===== INPUT FOR THIS TASK =====
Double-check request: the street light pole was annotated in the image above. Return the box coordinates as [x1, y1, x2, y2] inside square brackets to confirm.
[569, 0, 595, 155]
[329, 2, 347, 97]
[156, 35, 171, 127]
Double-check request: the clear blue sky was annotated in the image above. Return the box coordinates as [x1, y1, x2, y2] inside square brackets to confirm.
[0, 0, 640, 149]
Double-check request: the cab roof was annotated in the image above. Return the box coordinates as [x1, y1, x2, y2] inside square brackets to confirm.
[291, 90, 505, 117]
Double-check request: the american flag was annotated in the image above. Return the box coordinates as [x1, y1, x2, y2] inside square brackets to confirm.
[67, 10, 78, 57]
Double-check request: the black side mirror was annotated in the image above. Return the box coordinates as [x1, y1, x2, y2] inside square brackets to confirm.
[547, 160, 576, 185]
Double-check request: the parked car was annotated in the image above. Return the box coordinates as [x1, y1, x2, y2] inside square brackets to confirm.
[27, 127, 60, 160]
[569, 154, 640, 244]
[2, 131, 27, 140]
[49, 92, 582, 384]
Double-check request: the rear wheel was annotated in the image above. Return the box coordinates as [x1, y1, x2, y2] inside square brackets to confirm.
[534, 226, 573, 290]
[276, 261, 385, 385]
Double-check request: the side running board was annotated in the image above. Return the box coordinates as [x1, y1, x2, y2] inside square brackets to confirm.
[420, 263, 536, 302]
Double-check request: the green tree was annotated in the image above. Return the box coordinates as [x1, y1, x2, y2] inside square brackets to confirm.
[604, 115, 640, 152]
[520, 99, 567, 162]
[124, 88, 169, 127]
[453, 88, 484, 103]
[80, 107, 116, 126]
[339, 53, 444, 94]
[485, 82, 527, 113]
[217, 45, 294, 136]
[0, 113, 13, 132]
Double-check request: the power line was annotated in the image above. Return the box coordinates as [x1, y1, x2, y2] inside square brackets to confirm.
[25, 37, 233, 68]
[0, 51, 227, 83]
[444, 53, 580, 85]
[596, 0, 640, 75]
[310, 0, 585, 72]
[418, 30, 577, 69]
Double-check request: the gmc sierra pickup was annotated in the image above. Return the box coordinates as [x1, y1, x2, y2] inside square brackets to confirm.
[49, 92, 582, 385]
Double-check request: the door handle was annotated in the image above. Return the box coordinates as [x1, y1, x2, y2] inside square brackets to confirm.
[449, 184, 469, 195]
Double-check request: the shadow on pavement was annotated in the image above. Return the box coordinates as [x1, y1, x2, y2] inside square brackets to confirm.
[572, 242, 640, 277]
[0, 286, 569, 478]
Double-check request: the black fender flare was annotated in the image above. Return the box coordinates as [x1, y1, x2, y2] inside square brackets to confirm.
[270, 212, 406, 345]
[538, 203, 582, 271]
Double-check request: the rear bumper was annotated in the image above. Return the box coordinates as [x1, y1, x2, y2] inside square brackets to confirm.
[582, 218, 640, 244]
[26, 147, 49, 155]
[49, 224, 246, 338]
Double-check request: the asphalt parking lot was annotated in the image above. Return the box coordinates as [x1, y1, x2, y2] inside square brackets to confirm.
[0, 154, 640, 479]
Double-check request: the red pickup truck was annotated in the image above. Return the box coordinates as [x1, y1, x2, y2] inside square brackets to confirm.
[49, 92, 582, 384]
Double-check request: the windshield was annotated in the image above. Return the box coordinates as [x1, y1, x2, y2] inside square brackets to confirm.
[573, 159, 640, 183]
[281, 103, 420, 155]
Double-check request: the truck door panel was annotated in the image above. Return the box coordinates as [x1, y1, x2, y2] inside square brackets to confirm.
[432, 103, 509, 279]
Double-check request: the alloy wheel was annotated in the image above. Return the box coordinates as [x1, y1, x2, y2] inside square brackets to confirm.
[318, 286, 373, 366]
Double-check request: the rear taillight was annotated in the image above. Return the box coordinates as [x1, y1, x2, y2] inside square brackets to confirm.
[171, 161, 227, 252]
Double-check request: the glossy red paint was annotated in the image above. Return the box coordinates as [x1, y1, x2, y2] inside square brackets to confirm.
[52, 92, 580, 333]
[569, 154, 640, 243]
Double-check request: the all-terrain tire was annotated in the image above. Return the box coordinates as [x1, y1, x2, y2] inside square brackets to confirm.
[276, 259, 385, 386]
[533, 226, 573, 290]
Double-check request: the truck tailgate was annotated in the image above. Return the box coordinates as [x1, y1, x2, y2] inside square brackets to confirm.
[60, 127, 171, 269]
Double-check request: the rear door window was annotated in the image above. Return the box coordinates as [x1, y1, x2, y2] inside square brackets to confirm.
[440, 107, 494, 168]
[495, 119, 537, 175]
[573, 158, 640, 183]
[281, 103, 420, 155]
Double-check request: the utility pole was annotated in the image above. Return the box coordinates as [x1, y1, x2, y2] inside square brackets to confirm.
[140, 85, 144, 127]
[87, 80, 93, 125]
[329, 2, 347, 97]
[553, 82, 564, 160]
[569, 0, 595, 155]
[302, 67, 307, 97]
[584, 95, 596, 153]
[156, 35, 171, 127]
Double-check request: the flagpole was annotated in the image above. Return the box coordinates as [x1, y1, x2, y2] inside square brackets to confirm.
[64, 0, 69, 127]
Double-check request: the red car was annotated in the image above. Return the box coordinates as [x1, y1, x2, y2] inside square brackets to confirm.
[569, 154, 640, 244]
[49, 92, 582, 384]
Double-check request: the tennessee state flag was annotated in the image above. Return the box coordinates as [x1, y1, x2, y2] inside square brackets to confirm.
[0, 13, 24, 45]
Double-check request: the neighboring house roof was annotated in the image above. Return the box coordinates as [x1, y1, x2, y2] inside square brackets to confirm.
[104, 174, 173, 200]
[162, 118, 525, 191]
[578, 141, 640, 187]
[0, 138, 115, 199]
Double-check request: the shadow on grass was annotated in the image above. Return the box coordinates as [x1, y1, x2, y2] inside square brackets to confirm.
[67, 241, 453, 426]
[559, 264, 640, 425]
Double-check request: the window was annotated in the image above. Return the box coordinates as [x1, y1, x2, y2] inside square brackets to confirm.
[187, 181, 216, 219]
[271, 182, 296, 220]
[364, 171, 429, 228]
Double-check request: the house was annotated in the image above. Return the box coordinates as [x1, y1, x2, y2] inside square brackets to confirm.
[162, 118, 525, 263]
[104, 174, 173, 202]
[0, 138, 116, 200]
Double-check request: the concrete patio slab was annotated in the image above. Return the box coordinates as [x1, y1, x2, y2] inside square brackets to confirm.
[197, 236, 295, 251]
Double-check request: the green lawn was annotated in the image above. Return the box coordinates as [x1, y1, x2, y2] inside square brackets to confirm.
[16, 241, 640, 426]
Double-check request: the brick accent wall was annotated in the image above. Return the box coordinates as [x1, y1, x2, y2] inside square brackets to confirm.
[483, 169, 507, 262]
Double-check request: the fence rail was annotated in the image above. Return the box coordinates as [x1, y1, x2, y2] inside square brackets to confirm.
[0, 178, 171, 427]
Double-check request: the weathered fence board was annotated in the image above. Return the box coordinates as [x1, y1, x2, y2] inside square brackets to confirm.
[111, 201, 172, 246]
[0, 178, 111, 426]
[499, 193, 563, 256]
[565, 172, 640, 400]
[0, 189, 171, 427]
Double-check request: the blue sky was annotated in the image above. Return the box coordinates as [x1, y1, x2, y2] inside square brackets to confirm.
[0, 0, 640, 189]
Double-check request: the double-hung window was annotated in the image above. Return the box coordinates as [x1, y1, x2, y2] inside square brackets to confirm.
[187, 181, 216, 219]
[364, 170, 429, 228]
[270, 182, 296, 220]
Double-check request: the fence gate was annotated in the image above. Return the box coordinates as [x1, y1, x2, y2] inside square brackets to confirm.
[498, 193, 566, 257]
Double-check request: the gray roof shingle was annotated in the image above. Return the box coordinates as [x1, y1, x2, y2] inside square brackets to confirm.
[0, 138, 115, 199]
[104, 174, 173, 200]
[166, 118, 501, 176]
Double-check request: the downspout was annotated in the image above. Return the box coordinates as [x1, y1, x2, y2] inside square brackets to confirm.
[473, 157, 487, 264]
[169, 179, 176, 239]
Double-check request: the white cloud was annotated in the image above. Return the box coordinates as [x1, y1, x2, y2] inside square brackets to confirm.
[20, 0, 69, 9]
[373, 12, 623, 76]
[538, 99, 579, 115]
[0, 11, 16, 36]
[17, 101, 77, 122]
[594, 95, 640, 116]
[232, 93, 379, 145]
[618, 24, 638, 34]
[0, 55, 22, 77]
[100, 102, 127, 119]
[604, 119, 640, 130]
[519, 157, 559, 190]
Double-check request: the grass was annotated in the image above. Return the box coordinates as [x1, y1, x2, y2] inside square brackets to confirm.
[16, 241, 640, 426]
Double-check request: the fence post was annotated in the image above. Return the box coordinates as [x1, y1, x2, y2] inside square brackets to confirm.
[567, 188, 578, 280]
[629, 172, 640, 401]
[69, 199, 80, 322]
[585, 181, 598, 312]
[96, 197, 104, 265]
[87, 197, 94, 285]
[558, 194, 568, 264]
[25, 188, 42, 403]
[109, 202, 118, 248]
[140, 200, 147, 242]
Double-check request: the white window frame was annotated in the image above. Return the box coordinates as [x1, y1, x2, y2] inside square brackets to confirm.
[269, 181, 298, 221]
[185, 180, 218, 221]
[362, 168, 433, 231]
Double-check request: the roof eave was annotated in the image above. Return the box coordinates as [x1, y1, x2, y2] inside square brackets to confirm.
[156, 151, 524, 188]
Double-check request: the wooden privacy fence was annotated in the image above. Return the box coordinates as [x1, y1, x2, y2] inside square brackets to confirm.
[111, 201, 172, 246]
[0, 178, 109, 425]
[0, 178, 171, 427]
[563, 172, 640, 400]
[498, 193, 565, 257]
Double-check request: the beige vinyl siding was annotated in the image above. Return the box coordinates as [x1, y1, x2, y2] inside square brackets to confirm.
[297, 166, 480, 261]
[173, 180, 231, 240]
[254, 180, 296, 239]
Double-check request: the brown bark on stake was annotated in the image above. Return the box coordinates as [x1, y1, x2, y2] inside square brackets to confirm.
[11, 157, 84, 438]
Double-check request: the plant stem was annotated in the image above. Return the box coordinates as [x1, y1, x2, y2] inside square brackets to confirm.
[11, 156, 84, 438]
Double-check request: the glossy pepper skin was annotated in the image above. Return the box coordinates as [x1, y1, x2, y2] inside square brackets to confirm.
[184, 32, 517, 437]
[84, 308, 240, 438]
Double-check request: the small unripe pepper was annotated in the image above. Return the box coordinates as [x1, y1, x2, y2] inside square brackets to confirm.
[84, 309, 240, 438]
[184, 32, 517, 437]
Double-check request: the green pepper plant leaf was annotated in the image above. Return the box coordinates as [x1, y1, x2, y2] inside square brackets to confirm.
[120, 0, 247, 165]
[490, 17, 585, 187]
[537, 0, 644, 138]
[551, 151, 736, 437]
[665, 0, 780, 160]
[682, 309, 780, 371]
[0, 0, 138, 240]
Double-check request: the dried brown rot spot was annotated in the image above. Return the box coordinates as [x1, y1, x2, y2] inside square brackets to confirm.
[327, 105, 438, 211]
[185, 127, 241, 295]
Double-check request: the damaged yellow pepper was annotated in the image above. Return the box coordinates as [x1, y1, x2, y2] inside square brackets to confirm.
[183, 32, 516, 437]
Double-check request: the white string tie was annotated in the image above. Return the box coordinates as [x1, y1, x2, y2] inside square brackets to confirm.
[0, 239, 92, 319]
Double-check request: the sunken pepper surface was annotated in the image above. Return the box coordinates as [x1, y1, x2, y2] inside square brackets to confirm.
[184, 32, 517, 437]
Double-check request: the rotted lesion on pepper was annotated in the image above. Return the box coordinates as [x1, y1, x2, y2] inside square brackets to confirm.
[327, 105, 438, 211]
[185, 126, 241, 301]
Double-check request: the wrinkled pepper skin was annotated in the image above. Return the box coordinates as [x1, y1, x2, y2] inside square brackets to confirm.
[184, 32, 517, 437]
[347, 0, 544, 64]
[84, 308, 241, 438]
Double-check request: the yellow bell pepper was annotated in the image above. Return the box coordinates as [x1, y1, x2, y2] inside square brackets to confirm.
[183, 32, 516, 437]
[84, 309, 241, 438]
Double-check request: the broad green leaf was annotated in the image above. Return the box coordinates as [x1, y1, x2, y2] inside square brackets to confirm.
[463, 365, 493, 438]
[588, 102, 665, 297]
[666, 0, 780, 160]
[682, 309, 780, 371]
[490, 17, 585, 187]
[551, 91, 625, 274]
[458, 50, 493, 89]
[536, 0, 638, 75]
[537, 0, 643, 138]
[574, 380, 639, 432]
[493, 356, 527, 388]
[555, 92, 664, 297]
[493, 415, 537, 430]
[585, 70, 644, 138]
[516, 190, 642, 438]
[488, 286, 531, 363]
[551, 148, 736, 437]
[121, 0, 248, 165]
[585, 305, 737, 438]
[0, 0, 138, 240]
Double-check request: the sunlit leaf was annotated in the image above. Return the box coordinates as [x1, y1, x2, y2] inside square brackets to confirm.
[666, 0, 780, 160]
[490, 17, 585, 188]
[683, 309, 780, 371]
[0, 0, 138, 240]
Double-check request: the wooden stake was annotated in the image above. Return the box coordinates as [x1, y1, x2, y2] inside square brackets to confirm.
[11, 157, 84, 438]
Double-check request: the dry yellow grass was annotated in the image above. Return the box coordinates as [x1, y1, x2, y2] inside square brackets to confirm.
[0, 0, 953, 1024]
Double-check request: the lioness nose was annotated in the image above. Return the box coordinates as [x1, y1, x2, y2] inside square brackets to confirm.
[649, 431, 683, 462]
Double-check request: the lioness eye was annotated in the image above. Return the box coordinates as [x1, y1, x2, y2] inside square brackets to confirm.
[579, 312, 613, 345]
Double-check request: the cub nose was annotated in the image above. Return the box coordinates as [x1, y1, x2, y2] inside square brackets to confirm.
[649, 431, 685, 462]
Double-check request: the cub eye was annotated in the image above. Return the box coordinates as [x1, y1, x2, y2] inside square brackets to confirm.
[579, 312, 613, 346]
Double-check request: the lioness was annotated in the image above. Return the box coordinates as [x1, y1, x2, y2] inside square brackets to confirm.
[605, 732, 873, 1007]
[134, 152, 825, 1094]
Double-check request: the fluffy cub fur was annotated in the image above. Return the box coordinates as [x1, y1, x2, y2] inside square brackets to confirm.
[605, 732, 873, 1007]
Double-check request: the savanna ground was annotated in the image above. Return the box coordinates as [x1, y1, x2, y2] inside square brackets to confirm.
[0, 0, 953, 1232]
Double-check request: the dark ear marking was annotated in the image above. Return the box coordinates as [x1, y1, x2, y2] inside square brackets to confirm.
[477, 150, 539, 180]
=====
Copy out the entries word for word, starting at the line containing "Double-check request: the shadow on pavement" and ending at the line containing "[318, 286, 373, 366]", with both of those lines included.

Double-check request: the shadow on pavement was annotated in the image above. Return the box coordinates as [x1, y1, x2, y2] inside square brackets to confirm.
[572, 242, 640, 277]
[0, 286, 569, 478]
Double-check request: the black fender flare was annotated in the image above. Return the box coordinates as [x1, y1, x2, y2] inside square brackets to confirm.
[270, 212, 406, 345]
[538, 203, 582, 271]
Double-check request: the rear bumper was annotated in the image above. Return the box coordinates as [x1, y1, x2, y2] inside square brackets to confirm.
[582, 218, 640, 244]
[26, 147, 49, 155]
[49, 224, 246, 338]
Double-check request: the asphalt parking lot was annotated in the image above. Return the box coordinates as [x1, y1, x2, y2] inside square brackets to confirm.
[0, 154, 640, 479]
Double-check request: the red pickup truck was annotated in the image above. Return the box coordinates as [x1, y1, x2, y2] inside square brackets to confirm.
[49, 92, 582, 384]
Double-check request: the windshield was annotated in the image above. Return the box coordinates as [x1, y1, x2, y2] inside square brackets to confirm.
[573, 159, 640, 183]
[281, 103, 420, 155]
Double-check request: the truck door panel was annotated in the image above. Return the box coordinates as [x1, y1, x2, y2] inside square brackets to confirm.
[432, 103, 509, 279]
Double-check request: the alloy wheel was annotated in the image above. Return the box coordinates as [x1, y1, x2, y2] inside square brackets to confirm.
[318, 286, 373, 366]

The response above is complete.